Source data>
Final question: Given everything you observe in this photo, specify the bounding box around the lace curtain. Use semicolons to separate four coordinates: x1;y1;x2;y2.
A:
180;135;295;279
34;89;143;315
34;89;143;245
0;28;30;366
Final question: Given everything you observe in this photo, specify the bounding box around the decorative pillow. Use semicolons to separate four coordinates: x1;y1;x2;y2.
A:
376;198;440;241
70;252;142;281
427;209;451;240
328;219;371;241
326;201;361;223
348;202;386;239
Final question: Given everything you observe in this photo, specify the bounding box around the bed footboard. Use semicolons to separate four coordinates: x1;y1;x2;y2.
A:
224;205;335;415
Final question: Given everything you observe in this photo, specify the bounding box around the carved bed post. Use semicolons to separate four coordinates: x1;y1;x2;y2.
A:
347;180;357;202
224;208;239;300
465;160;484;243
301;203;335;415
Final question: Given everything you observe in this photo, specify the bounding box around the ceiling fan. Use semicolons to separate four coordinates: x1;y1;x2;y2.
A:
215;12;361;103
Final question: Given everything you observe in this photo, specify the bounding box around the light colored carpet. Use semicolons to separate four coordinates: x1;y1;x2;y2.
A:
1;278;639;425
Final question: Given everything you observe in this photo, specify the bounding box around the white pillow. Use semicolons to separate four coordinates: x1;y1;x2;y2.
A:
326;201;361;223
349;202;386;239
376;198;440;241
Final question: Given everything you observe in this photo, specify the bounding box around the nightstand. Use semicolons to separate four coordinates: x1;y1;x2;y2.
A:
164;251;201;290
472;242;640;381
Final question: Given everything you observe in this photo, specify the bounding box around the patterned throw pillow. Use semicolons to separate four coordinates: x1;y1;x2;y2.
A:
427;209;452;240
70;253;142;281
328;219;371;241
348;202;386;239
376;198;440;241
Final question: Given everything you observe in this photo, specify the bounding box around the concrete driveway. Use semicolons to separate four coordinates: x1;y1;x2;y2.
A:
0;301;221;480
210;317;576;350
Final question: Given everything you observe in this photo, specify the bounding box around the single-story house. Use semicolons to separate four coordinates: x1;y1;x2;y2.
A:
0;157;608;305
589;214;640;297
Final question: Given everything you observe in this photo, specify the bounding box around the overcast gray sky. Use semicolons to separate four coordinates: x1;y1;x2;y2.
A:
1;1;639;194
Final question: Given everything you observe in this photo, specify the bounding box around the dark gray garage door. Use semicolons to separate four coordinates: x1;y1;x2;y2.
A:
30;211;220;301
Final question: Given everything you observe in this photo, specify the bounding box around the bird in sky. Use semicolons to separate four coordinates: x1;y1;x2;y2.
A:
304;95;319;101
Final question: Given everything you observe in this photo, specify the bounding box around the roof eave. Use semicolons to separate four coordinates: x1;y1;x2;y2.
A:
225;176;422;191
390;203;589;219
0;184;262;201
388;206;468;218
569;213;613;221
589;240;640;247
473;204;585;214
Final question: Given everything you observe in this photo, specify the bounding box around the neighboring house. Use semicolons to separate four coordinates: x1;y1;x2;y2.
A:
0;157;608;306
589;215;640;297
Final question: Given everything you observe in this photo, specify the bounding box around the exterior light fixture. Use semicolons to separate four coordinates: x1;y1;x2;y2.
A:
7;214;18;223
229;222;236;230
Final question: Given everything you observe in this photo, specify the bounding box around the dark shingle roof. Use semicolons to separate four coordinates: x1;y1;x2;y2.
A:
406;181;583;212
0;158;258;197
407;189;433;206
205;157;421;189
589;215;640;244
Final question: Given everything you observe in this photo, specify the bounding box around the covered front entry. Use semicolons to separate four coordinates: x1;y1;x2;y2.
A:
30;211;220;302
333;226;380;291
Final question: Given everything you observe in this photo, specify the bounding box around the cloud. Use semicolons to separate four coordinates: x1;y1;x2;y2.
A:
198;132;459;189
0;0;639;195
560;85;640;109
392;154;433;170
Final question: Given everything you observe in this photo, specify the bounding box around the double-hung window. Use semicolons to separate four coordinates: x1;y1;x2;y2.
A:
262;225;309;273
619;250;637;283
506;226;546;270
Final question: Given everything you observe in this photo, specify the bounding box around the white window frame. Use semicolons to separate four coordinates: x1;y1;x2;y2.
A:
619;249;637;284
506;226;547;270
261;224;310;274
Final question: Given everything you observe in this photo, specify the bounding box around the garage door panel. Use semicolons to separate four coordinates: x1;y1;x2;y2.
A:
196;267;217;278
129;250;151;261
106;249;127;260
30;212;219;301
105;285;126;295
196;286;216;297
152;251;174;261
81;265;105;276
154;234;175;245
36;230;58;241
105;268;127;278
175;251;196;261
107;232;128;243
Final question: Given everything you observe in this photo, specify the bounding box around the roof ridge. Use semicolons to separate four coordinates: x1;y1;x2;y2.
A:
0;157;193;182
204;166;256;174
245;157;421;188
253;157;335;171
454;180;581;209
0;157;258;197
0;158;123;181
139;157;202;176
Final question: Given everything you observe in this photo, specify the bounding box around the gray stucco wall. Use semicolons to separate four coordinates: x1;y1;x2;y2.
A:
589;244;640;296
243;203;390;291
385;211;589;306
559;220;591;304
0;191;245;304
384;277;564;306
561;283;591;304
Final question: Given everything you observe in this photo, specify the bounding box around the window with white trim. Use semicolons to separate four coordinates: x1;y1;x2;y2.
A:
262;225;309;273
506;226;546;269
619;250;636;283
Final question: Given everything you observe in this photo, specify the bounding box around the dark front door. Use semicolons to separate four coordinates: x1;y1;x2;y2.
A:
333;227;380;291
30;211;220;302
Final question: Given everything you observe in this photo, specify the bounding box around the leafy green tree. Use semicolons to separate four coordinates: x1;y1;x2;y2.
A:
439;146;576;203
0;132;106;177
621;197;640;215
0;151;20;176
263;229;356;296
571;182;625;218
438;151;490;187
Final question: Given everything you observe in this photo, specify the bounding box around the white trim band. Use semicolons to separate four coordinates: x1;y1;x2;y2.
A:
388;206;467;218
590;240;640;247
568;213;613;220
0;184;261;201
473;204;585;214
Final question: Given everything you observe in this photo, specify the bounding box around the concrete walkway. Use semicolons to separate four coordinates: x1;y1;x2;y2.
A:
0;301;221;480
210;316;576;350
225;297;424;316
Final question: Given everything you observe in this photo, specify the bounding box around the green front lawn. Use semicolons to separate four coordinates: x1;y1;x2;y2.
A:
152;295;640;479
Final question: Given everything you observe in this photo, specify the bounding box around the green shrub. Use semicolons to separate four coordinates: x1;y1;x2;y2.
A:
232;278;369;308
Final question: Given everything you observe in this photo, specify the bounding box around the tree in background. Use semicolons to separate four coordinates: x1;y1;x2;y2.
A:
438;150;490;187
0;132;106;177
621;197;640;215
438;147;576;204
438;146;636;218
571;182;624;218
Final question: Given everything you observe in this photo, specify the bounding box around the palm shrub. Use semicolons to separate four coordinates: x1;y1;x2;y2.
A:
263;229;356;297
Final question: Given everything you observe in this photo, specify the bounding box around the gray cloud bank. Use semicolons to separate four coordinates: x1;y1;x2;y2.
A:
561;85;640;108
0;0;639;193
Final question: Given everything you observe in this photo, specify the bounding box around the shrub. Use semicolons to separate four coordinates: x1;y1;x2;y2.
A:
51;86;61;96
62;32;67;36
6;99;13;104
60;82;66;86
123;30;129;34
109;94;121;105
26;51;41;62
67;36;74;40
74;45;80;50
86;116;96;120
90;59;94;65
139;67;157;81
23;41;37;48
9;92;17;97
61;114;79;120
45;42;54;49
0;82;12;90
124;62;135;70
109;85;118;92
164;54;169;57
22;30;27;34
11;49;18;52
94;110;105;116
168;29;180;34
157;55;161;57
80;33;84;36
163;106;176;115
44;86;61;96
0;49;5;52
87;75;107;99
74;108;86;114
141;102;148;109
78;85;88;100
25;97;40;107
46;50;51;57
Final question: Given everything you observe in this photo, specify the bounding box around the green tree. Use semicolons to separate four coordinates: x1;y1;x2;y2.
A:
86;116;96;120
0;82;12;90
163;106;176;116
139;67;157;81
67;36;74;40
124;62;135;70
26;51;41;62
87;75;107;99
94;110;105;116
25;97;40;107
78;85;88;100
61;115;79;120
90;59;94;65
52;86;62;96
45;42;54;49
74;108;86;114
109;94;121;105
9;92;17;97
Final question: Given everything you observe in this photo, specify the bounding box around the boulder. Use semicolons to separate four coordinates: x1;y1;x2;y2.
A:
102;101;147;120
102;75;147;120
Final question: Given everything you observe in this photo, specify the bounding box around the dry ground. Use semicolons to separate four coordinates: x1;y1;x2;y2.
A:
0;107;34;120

Your task> Where a line in the listing above contains "dark", copy that line.

Response to the task>
Final question: Given everything you observe in this photo, specify the bounding box around the dark gray garage door. Use semicolons to separate four coordinates: x1;y1;x2;y2.
Final question: Given everything you observe in this photo, specify the bounding box around the dark shingle roof. Use semicolons to separate four coordinates: x1;y1;x2;y2.
Final question: Given everything you observe in this photo, specify the bounding box around the dark front door. Use semicolons to separate four coordinates: x1;y1;x2;y2.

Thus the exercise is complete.